Dataset excerpts:
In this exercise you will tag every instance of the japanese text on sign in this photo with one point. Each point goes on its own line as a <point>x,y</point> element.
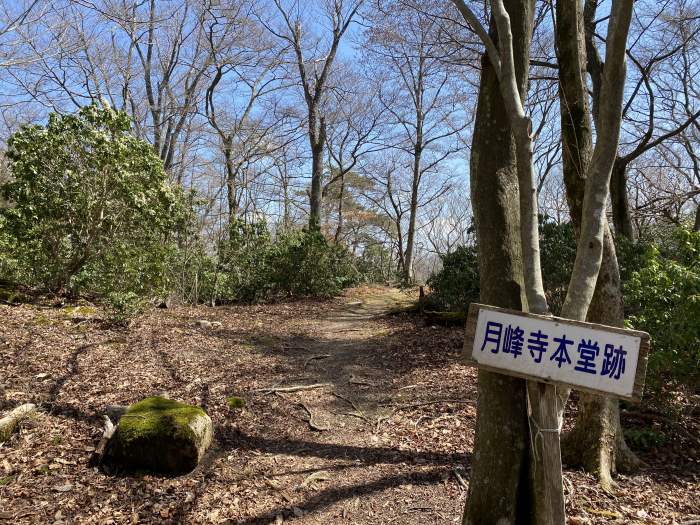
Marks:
<point>547,348</point>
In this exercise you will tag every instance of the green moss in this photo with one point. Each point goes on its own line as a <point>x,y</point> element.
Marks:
<point>157,416</point>
<point>234,402</point>
<point>80,310</point>
<point>6,480</point>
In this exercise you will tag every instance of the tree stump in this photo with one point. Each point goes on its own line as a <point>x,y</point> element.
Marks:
<point>11,421</point>
<point>161,436</point>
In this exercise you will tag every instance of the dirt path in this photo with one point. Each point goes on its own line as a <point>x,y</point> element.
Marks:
<point>386,438</point>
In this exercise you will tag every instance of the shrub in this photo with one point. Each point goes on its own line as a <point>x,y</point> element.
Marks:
<point>457,283</point>
<point>662,297</point>
<point>254,266</point>
<point>90,208</point>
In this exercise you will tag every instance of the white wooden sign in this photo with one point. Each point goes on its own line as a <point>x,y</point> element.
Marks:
<point>586,356</point>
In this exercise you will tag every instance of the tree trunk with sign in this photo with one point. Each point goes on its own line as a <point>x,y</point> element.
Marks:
<point>501,428</point>
<point>546,412</point>
<point>596,442</point>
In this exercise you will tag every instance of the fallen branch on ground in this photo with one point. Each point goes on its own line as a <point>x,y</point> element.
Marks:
<point>107,434</point>
<point>293,388</point>
<point>314,357</point>
<point>11,421</point>
<point>310,421</point>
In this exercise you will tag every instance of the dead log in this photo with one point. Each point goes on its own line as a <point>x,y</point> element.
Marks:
<point>11,421</point>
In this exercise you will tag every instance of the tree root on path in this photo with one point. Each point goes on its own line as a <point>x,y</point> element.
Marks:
<point>310,421</point>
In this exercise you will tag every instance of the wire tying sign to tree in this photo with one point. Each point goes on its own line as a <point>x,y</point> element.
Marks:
<point>586,356</point>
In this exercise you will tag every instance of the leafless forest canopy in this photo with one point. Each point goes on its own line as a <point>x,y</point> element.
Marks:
<point>245,100</point>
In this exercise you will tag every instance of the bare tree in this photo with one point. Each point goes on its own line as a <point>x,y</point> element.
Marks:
<point>314,65</point>
<point>419,97</point>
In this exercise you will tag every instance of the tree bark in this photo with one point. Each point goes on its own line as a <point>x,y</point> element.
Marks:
<point>317,140</point>
<point>597,437</point>
<point>499,490</point>
<point>619,200</point>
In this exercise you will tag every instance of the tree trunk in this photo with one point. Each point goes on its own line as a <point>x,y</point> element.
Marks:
<point>410,236</point>
<point>622,217</point>
<point>339,228</point>
<point>499,489</point>
<point>316,196</point>
<point>597,436</point>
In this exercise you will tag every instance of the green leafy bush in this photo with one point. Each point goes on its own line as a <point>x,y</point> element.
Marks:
<point>457,283</point>
<point>254,266</point>
<point>90,210</point>
<point>662,297</point>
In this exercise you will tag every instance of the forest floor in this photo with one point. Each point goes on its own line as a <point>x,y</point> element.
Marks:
<point>386,439</point>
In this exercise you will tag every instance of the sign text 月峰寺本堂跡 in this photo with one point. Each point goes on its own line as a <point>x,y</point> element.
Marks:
<point>586,356</point>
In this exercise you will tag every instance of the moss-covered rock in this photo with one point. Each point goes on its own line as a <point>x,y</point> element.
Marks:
<point>161,436</point>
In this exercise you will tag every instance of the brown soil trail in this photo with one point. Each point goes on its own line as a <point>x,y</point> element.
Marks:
<point>385,435</point>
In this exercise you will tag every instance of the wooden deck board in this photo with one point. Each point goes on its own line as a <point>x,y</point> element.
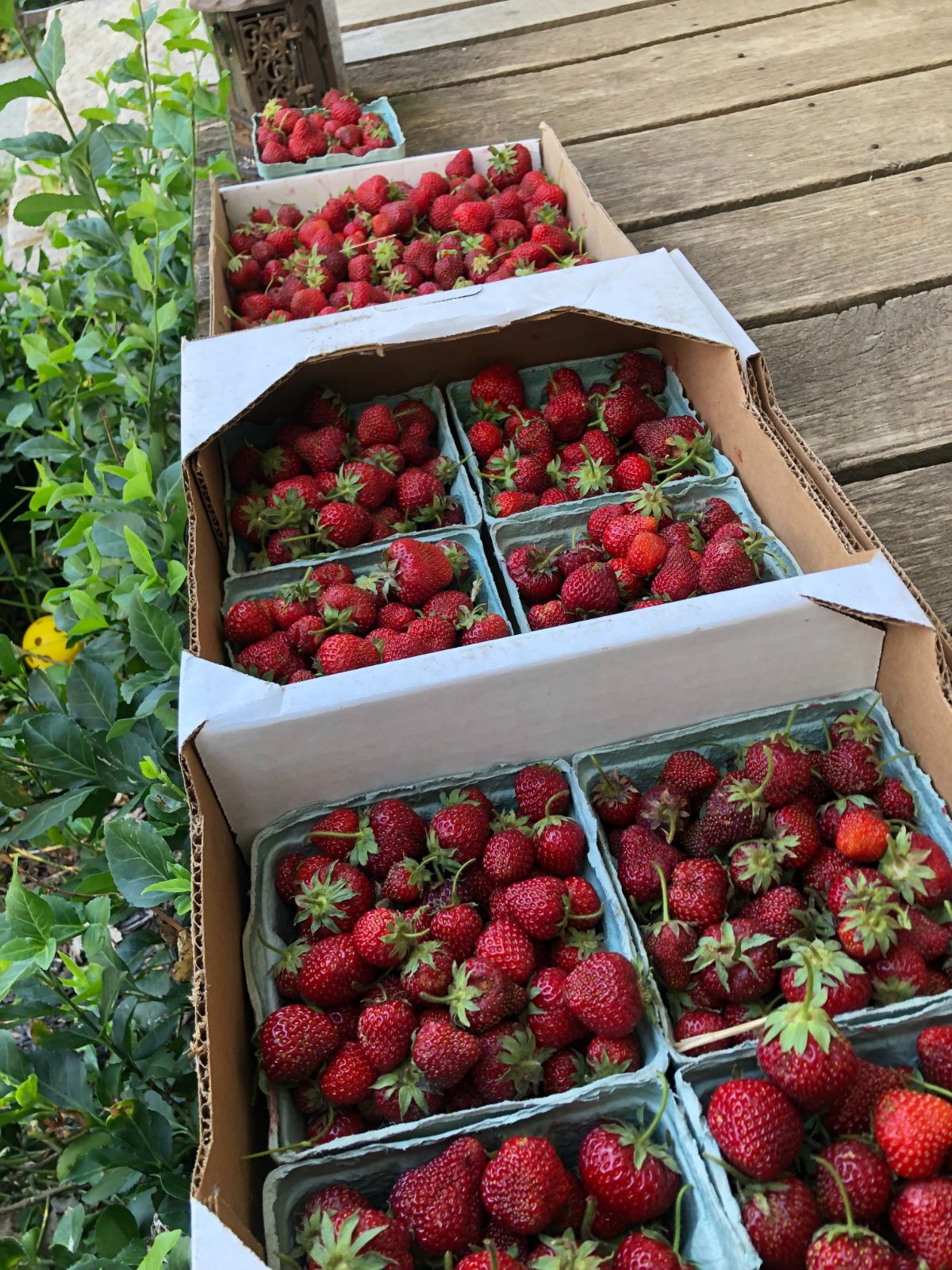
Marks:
<point>823,252</point>
<point>869,387</point>
<point>524,48</point>
<point>704,75</point>
<point>911,514</point>
<point>771,152</point>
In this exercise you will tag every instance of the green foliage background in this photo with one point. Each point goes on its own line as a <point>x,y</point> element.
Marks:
<point>97,1087</point>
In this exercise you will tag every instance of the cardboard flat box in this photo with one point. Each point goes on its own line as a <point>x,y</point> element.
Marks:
<point>603,308</point>
<point>801,639</point>
<point>232,205</point>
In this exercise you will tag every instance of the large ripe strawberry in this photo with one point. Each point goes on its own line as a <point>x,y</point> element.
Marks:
<point>935,1049</point>
<point>603,995</point>
<point>416,571</point>
<point>805,1054</point>
<point>443,1053</point>
<point>461,826</point>
<point>541,791</point>
<point>524,1185</point>
<point>755,1126</point>
<point>790,772</point>
<point>854,1114</point>
<point>865,1176</point>
<point>697,892</point>
<point>508,946</point>
<point>735,962</point>
<point>922,1217</point>
<point>511,1066</point>
<point>482,996</point>
<point>440,1202</point>
<point>539,906</point>
<point>914,1130</point>
<point>294,1041</point>
<point>348,1077</point>
<point>333,973</point>
<point>781,1219</point>
<point>626,1172</point>
<point>670,944</point>
<point>332,899</point>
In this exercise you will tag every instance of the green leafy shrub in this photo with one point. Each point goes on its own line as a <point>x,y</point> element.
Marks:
<point>97,1089</point>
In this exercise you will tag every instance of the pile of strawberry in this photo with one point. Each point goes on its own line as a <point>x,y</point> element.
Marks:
<point>444,965</point>
<point>797,867</point>
<point>579,442</point>
<point>842,1164</point>
<point>338,127</point>
<point>522,1206</point>
<point>390,241</point>
<point>636,556</point>
<point>328,483</point>
<point>332,622</point>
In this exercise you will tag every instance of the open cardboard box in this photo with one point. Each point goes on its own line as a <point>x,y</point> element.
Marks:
<point>603,309</point>
<point>800,639</point>
<point>232,205</point>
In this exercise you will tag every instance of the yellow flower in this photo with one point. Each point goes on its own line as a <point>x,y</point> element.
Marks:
<point>44,643</point>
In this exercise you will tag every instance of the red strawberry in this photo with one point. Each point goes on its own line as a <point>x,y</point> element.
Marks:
<point>333,973</point>
<point>935,1049</point>
<point>440,1202</point>
<point>541,791</point>
<point>524,1185</point>
<point>509,948</point>
<point>781,1219</point>
<point>865,1176</point>
<point>416,571</point>
<point>805,1054</point>
<point>922,1218</point>
<point>294,1041</point>
<point>384,1032</point>
<point>603,994</point>
<point>755,1126</point>
<point>914,1130</point>
<point>620,1162</point>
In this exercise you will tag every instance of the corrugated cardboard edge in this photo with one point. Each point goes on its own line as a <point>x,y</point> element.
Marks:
<point>835,495</point>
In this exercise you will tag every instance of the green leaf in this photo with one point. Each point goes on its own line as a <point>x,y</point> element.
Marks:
<point>44,816</point>
<point>37,209</point>
<point>116,1227</point>
<point>25,87</point>
<point>61,749</point>
<point>163,1246</point>
<point>36,145</point>
<point>139,552</point>
<point>29,914</point>
<point>154,634</point>
<point>139,857</point>
<point>51,57</point>
<point>92,694</point>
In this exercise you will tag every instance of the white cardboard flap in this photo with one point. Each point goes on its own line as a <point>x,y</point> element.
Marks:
<point>543,695</point>
<point>220,379</point>
<point>733,330</point>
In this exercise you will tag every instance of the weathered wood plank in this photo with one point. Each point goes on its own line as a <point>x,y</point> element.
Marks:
<point>524,51</point>
<point>711,74</point>
<point>371,13</point>
<point>869,389</point>
<point>478,23</point>
<point>771,150</point>
<point>909,511</point>
<point>824,252</point>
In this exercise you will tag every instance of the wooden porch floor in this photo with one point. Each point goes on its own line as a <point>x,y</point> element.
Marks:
<point>799,152</point>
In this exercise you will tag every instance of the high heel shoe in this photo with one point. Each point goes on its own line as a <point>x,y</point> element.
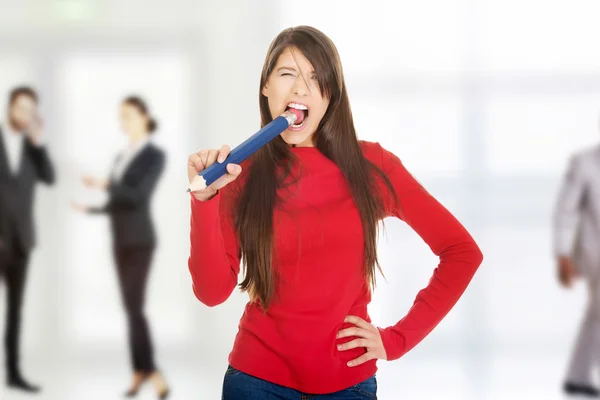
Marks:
<point>132,392</point>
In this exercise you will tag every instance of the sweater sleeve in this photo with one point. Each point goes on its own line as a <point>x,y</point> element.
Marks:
<point>458,253</point>
<point>214,261</point>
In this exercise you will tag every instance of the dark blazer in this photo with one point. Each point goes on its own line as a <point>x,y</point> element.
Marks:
<point>17,193</point>
<point>129,199</point>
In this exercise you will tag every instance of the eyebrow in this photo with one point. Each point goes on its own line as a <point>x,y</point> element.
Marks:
<point>290,69</point>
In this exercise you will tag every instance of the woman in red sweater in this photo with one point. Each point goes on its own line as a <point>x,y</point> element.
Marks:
<point>302,216</point>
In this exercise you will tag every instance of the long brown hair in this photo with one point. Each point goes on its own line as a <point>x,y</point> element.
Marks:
<point>335,138</point>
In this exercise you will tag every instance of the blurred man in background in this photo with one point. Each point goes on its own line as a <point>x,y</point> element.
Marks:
<point>577,248</point>
<point>23,162</point>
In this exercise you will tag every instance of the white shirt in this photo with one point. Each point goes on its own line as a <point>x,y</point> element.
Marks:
<point>126,157</point>
<point>13,145</point>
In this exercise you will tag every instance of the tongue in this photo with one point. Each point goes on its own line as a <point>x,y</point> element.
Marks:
<point>299,115</point>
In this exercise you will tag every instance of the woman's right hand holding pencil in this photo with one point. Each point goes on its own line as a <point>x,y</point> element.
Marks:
<point>198,162</point>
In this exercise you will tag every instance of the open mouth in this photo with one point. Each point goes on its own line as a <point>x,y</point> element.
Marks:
<point>301,112</point>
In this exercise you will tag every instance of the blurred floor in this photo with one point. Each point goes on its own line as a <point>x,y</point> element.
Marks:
<point>506,376</point>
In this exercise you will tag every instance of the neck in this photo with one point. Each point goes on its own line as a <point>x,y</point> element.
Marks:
<point>135,138</point>
<point>12,126</point>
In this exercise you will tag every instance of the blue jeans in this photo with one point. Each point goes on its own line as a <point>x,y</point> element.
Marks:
<point>240,386</point>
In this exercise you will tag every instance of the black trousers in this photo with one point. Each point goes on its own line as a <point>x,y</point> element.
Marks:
<point>13,269</point>
<point>133,265</point>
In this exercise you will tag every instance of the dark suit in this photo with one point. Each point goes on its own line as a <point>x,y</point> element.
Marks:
<point>17,233</point>
<point>134,240</point>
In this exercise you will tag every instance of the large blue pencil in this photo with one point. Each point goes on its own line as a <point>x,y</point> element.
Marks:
<point>243,151</point>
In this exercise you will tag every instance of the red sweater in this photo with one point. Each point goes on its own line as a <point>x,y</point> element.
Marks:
<point>319,243</point>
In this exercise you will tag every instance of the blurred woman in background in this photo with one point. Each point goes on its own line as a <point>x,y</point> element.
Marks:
<point>131,184</point>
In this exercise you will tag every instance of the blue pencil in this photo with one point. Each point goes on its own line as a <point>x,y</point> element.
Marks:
<point>243,151</point>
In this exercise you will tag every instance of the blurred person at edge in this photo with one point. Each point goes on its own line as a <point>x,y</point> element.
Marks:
<point>576,245</point>
<point>24,161</point>
<point>130,187</point>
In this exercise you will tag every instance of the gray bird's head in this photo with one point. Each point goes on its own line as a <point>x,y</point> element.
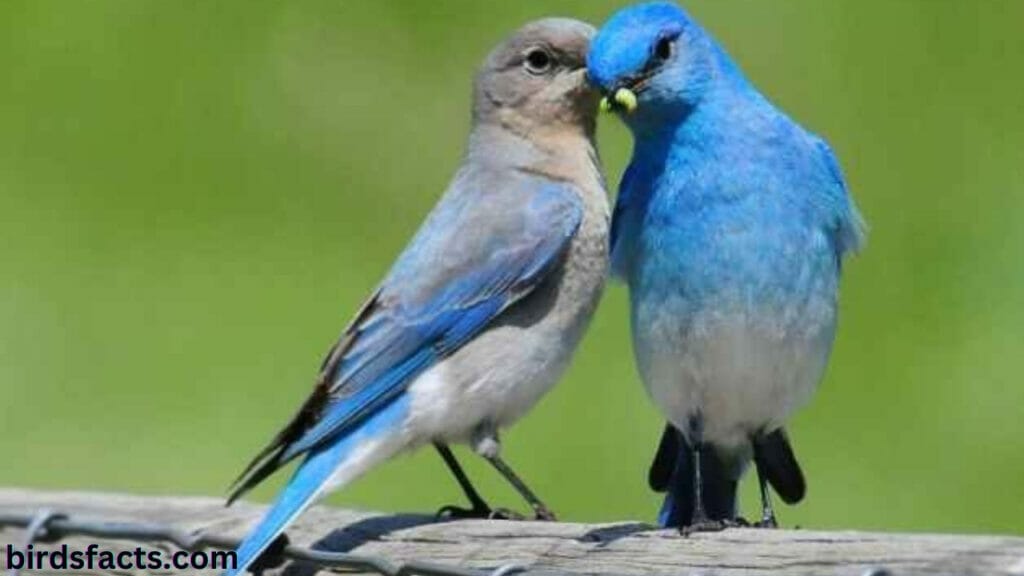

◆ What is needed
Collect the lines of the data that carry the word "shrub".

◆ Answer space
In this exercise you will tag every instance of the shrub in this photo with one point. Each point goes on its own line as a <point>x,y</point> element.
In this exercise you will tag every instance of the green leafy shrub in this photo with one point. Each point goes on its own line as a <point>x,y</point> element.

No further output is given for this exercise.